- [Goal] List every way the essay on dog-people and cat-people gives for people to express their dominance.

══ Excerpted passage

Longing for Dominance and Loving Dogs

Do you want people to obey you, or do you want them to be independent? Do you want people to nod and do as you say, or do you want people to be able to stand their ground? Do you want unconditional love, or do you value the whims of individuality? In other words: are you a dog-person, or are you a cat-person?

Each morning, afternoon and evening, millions of people are walking their dog: they are pulling the cord that connects them to their most loyal follower. They are yelling at the little creature like there is no tomorrow: ‘Max, don’t shit there!,’ ‘Sit! No, sit!’, ‘Listen to me!’. Why would you ever want a creature like that? To keep such a creature on a leash, while everything in nature screams that dogs aren’t meant to be kept on a leash. So why then do it?

You could also choose a cat, a night-walker, able to save his own ass in every situation. A creature whose nature it is to wander around through life, purposeless and autonomous. Not obeying anyone, just doing as he pleases. An entrepreneur following his instincts, grabbing each opportunity to satisfy his needs. Not interested in your validation, just in his own. Only caring about you in so far as you give him what he wants. The perfect citizen in this capitalistic constellation of ours.

Communism or capitalism. Dogs versus cats. Men is born to dominate: be it in communism or otherwise. We feel superior by watching others crave for our attention, hoping for us to come and rescue them. It makes us feel important. This is a universal need. That means that, if we can’t fulfill this need in our everyday working lives, we need to find different options for satisfying this need. We need to express our dominance in another way. We can do this by beating our wives, rebelling against society or by taking care of a creature that is fully dependent on us. A creature that, even if it wants to take shit, needs our approval to do so.

Do people with dogs have to compensate for something? For a feeling of powerlessness, disobedience, or any other sense of inferiority they experience in their daily lives? A need to execute their dominance, if not over human, then at least over an animal? ‘But he is so sweet,’ ‘He is always happy and wiggles his tail when I come home.’ That might be true, but do you want a creature longing for your validation? You don’t want a spouse that obeys you, no matter what you request, do you? Not if you can also have an independent soul, able to live a life on its own, even when you are not there to grant your permission.

Power structures are everywhere: even in our relation to our pets. Marx (and Darwin) would be jealous.

But what do you think?

════
══ Data supplied

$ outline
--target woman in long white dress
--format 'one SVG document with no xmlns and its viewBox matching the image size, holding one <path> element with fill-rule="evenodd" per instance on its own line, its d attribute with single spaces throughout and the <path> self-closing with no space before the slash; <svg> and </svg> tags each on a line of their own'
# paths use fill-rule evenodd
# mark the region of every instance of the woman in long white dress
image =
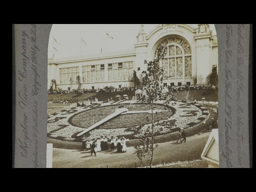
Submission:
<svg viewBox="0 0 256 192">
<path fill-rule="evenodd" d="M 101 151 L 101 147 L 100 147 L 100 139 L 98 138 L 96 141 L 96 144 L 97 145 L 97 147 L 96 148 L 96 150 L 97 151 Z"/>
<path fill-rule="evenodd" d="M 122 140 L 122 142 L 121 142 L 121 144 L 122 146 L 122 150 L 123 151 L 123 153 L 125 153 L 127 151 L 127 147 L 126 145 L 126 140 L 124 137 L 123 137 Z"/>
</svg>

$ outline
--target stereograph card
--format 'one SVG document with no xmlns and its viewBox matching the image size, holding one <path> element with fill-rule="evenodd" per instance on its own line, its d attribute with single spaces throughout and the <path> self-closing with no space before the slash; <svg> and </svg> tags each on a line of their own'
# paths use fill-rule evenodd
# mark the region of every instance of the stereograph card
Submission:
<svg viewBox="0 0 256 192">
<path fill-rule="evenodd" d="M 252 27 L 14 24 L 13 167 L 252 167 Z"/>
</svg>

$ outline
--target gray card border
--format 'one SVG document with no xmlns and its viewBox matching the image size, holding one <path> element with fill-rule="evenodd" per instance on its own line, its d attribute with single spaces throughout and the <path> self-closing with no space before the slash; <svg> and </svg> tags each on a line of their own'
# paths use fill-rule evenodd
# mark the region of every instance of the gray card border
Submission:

════

- [Solution to this problem]
- Beating their wives
- Rebelling against society
- Taking care of a creature that is fully dependent on them